OBJECTIVES:
- A) In the biography of Tadeusz Iwiński, at which university did he hold his Fulbright scholarship?
- B) Copy the part of the Iwiński biography from "Tadeusz Iwiński (;" to "Zjednoczona Partia Robotnicza)." word for word.

Tadeusz Iwiński (; born 28 October 1944) is a Polish politician. He was from 1991 to 2015 a member of the Sejm (the lower house of the Polish parliament), elected to represent the Olsztyn electoral district from the list presented by the Democratic Left Alliance (Sojusz Lewicy Demokratycznej). He had earlier (1967–1990) been a long-serving member of the communist Polish United Workers Party (Polska Zjednoczona Partia Robotnicza).

In 1968 Iwiński obtained an MSc in industrial chemistry from the Warsaw University of Technology and he later studied at the Faculty of Journalism and Political Science of the University of Warsaw. In 1973 he was awarded a PhD in International Affairs. In 1981, during the period of martial law introduced by the Jaruzelski government, Iwiński was appointed to the post of assistant professor at the Polish United Workers Party Central Committee's Higher School of Social Science (Wyższa Szkoła Nauk Społecznych KC PZPR). In 1977–1978 he was a Fulbright Scholar (at Harvard University) and he obtained a second scholarship from the International Research & Exchanges Board (IREX) in 1988, becoming a scholar at the University of California, Berkeley. In the 1980s he was a scholar at the United Nations University in Tokyo. After returning to Poland he taught at the University of Warmia and Mazury in Olsztyn where, in 1999, he became a professor. Iwiński has been active in several scientific and political institutions concerned with African, Asian, and Oceanian affairs and studies. He was a member of The Committee on Political Science of the Polish Academy of Sciences. Iwiński is a serving member of the governing council of the Association of European Parliamentarians with Africa.

STORED ROWS:

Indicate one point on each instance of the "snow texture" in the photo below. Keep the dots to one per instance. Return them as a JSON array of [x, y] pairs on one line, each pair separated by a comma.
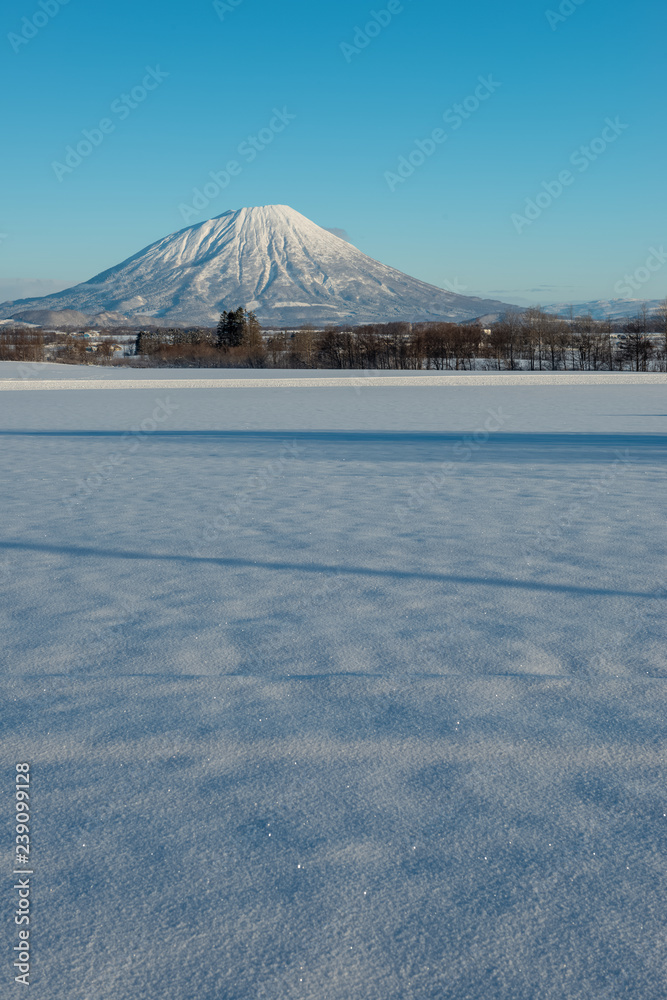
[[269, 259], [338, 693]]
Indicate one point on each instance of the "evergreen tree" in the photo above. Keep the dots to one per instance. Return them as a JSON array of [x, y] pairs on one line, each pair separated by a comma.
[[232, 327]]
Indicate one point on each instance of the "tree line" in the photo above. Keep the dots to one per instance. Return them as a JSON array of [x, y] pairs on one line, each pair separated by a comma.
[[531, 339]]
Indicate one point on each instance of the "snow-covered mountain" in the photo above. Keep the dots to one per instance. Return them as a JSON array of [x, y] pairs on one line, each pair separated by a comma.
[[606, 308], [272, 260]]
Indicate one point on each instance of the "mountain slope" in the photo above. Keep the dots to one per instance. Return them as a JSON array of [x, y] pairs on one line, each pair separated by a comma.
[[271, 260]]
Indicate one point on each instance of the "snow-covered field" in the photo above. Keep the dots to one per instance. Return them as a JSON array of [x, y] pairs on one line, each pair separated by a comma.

ANSWERS BELOW:
- A) Harvard University, in 1977–1978.

- B)
Tadeusz Iwiński (; born 28 October 1944) is a Polish politician. He was from 1991 to 2015 a member of the Sejm (the lower house of the Polish parliament), elected to represent the Olsztyn electoral district from the list presented by the Democratic Left Alliance (Sojusz Lewicy Demokratycznej). He had earlier (1967–1990) been a long-serving member of the communist Polish United Workers Party (Polska Zjednoczona Partia Robotnicza).